求められること: "the wooden secretary"を含む行で始まり"[14, 326, 89, 405]"を含む行で終わる部分を、両端の行も含めてMarkdownの表に書き直す。空行は入れず、「番号」列には行の通し番号を、「内容」列にはその行を記入する。

=== 課題の入力 ===

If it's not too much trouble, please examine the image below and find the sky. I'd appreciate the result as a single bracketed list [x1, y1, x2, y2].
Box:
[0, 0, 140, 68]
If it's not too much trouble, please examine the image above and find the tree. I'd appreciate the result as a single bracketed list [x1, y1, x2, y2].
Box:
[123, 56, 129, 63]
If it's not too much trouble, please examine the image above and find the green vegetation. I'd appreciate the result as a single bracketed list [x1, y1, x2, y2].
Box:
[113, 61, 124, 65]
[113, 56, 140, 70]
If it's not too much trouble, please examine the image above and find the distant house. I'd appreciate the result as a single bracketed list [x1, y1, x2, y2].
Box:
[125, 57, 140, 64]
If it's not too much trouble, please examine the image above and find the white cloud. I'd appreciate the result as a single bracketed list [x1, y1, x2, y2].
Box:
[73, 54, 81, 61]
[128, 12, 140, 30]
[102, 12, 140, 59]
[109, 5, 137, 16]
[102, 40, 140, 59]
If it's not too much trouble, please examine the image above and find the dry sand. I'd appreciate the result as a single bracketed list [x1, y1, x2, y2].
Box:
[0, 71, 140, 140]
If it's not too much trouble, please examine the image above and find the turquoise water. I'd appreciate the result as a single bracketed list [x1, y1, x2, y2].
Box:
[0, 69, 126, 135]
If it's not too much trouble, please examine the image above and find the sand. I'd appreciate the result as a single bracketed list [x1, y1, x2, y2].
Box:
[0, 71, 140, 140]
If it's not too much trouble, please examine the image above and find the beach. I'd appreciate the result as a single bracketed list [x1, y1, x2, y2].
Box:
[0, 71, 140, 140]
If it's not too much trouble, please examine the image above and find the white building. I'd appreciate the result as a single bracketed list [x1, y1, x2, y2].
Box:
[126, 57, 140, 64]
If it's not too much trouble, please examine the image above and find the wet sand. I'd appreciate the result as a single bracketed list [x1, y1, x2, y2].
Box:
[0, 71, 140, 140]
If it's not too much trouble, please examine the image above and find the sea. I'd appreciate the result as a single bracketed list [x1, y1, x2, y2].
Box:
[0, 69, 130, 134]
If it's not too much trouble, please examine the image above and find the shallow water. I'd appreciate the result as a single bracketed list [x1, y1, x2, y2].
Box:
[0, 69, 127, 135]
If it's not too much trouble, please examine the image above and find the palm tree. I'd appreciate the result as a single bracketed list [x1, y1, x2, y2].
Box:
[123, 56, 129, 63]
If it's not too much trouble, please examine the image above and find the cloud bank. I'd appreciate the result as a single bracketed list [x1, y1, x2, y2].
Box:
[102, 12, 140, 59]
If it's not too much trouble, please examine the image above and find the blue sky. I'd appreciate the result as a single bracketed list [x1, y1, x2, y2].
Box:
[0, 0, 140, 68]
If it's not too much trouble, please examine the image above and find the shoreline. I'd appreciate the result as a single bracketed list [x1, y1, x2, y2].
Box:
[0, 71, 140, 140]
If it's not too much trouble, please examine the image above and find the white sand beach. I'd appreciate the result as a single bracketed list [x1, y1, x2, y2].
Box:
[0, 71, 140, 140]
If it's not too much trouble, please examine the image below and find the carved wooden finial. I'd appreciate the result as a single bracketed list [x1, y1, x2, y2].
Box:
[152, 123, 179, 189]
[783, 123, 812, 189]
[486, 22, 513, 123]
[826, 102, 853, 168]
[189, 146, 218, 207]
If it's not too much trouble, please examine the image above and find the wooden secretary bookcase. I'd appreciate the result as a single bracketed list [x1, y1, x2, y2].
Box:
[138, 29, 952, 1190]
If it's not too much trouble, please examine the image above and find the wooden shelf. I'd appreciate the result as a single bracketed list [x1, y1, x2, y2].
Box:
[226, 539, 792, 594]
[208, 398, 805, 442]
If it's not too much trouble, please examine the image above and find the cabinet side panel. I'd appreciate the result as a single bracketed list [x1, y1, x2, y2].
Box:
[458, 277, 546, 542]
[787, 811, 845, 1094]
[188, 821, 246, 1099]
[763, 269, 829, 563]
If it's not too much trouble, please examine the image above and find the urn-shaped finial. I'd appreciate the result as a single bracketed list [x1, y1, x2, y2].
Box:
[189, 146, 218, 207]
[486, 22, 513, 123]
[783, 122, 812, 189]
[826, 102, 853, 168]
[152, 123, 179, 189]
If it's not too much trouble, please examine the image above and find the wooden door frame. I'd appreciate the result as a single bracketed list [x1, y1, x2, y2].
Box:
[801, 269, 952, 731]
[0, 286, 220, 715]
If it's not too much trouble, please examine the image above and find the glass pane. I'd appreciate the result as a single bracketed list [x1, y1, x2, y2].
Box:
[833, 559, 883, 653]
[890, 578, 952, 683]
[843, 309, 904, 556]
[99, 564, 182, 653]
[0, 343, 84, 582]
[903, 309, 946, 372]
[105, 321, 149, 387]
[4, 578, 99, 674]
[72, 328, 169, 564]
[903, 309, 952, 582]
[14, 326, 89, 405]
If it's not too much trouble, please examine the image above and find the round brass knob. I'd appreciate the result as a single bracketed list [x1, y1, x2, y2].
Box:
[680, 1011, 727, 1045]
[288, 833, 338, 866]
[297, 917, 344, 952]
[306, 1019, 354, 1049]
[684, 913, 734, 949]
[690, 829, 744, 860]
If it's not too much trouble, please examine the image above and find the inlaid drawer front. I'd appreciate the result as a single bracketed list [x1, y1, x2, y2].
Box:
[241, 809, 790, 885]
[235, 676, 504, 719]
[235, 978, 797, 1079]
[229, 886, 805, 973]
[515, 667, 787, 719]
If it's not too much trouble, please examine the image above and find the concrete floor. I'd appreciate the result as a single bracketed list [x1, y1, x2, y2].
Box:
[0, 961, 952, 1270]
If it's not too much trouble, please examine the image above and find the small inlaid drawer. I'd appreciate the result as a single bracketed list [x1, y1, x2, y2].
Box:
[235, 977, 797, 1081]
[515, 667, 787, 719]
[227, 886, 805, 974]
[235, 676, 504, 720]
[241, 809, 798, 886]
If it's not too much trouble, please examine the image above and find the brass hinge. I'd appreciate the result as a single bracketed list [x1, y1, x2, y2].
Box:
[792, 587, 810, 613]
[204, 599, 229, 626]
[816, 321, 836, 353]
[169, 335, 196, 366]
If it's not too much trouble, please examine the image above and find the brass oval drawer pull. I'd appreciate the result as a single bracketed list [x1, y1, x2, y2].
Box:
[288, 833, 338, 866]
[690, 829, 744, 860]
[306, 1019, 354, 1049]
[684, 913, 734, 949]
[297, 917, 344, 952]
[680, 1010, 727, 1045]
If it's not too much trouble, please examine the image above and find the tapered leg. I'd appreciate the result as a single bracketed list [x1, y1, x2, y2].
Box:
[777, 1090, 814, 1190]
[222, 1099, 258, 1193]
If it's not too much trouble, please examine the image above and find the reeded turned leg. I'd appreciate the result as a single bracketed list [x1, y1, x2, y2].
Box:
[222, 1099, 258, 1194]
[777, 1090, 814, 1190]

===

期待される出力:
| 番号 | 内容 |
|---|---|
| 1 | If it's not too much trouble, please examine the image above and find the wooden secretary bookcase. I'd appreciate the result as a single bracketed list [x1, y1, x2, y2]. |
| 2 | Box: |
| 3 | [138, 29, 952, 1190] |
| 4 | If it's not too much trouble, please examine the image above and find the wooden shelf. I'd appreciate the result as a single bracketed list [x1, y1, x2, y2]. |
| 5 | Box: |
| 6 | [226, 539, 792, 594] |
| 7 | [208, 398, 805, 442] |
| 8 | If it's not too much trouble, please examine the image above and find the cabinet side panel. I'd appreciate the result as a single bracketed list [x1, y1, x2, y2]. |
| 9 | Box: |
| 10 | [458, 277, 546, 542] |
| 11 | [787, 811, 845, 1094] |
| 12 | [188, 821, 246, 1099] |
| 13 | [763, 269, 829, 563] |
| 14 | If it's not too much trouble, please examine the image above and find the urn-shaped finial. I'd appreciate the result as a single bracketed list [x1, y1, x2, y2]. |
| 15 | Box: |
| 16 | [189, 146, 218, 207] |
| 17 | [486, 22, 513, 123] |
| 18 | [783, 122, 812, 189] |
| 19 | [826, 102, 853, 168] |
| 20 | [152, 123, 179, 189] |
| 21 | If it's not too much trouble, please examine the image above and find the wooden door frame. I'd appreciate the result as a single bracketed list [x1, y1, x2, y2]. |
| 22 | Box: |
| 23 | [801, 269, 952, 731] |
| 24 | [0, 286, 220, 715] |
| 25 | If it's not too much trouble, please examine the image above and find the glass pane. I'd appreciate the result as a single bracketed list [x1, y1, x2, y2]. |
| 26 | Box: |
| 27 | [833, 559, 883, 653] |
| 28 | [890, 578, 952, 683] |
| 29 | [843, 309, 904, 556] |
| 30 | [99, 564, 182, 653] |
| 31 | [0, 343, 84, 582] |
| 32 | [903, 309, 946, 372] |
| 33 | [105, 321, 149, 387] |
| 34 | [4, 578, 99, 674] |
| 35 | [72, 328, 169, 564] |
| 36 | [903, 309, 952, 582] |
| 37 | [14, 326, 89, 405] |